*How to complete this task:* Type out the records again, exactly as they are.

*Record extracts:*
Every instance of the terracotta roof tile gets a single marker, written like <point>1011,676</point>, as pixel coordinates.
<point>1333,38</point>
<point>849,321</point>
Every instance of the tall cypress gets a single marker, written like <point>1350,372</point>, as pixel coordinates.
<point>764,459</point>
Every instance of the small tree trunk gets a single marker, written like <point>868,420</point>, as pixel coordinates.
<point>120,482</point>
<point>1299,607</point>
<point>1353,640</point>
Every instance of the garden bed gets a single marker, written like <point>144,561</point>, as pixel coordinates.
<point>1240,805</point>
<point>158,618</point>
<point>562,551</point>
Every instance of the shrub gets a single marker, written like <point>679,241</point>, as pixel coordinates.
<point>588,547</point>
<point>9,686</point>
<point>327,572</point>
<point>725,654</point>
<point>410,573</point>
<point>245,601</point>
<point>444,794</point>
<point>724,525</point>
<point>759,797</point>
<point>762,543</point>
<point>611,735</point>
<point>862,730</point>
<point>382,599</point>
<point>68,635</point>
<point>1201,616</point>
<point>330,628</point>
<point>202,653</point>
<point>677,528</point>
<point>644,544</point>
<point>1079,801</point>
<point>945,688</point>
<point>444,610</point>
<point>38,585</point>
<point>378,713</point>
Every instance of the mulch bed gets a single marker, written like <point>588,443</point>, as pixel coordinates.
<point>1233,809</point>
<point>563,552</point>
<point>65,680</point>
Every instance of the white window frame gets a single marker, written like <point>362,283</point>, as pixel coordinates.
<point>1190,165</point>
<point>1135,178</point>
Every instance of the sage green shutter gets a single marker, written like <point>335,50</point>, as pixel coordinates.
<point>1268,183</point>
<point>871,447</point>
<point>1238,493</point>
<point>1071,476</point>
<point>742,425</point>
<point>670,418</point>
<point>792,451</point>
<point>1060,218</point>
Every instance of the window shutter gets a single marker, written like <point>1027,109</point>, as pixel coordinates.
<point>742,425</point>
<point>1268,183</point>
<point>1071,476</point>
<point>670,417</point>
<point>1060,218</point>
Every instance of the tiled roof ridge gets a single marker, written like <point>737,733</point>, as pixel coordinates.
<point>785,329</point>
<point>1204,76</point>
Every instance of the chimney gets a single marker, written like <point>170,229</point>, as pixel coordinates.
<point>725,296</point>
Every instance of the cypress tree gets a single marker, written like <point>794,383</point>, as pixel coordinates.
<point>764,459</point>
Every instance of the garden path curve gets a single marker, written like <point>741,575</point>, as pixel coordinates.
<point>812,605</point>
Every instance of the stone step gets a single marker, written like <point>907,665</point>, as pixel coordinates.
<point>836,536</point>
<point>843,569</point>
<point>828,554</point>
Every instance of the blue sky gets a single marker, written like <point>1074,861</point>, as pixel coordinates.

*Solved problem:*
Every instance of the terracotta roof tile gets a single marker, written like <point>1011,676</point>, as pixel coordinates.
<point>1333,38</point>
<point>849,321</point>
Every instance of the tall cypress gets a single marker, written like <point>1350,372</point>, as pixel coordinates.
<point>764,459</point>
Every instance of the small tree trunk gets a single marker, written like <point>868,420</point>, as pixel coordinates.
<point>120,482</point>
<point>1299,607</point>
<point>1353,640</point>
Every instance of the garden bed gets a single marker, written like <point>144,561</point>, as pixel coordinates.
<point>1240,805</point>
<point>158,618</point>
<point>562,551</point>
Every instance of the shrub gets a single marker, written like <point>679,241</point>, as pixel coordinates.
<point>588,547</point>
<point>9,686</point>
<point>327,572</point>
<point>725,654</point>
<point>410,573</point>
<point>245,601</point>
<point>444,794</point>
<point>724,525</point>
<point>759,797</point>
<point>762,543</point>
<point>611,735</point>
<point>862,730</point>
<point>382,599</point>
<point>68,635</point>
<point>1201,616</point>
<point>330,628</point>
<point>202,653</point>
<point>677,528</point>
<point>644,544</point>
<point>1079,801</point>
<point>945,688</point>
<point>444,610</point>
<point>38,585</point>
<point>378,713</point>
Every instance of the mulch bed gets a single marker, written like <point>588,443</point>, as pixel coordinates.
<point>1233,809</point>
<point>563,552</point>
<point>65,680</point>
Every instance of the white window frame gets a single marker, written like <point>362,283</point>, as pixel coordinates.
<point>1190,165</point>
<point>1135,178</point>
Every instance of the sage green shutter gets a single marker, written like <point>335,50</point>, as pixel coordinates.
<point>1268,183</point>
<point>871,447</point>
<point>1238,493</point>
<point>1071,476</point>
<point>742,425</point>
<point>670,418</point>
<point>792,451</point>
<point>1060,218</point>
Every instance of the window shutter gets a single marker, written like <point>1027,109</point>, as pixel coordinates.
<point>742,425</point>
<point>1268,183</point>
<point>1071,476</point>
<point>670,417</point>
<point>1060,218</point>
Every instance of the tiled roof ridge gets a single marker, written like <point>737,733</point>, as pixel coordinates.
<point>785,329</point>
<point>1204,76</point>
Every instance of the chimney gets a single marker, written like <point>170,229</point>, as pixel coordinates.
<point>725,296</point>
Every instance of the cypress tree gets a single marker, written like <point>794,383</point>, as pixel coordinates.
<point>764,459</point>
Every instance of the garden path curve gets a single marker, written like <point>741,575</point>, as pixel coordinates.
<point>812,605</point>
Every instance of the stone step gets a single marker, written like <point>907,665</point>, as pixel coordinates.
<point>836,536</point>
<point>843,569</point>
<point>828,554</point>
Every instance of the blue sky gets a single marker, written like <point>1074,861</point>, as pixel coordinates.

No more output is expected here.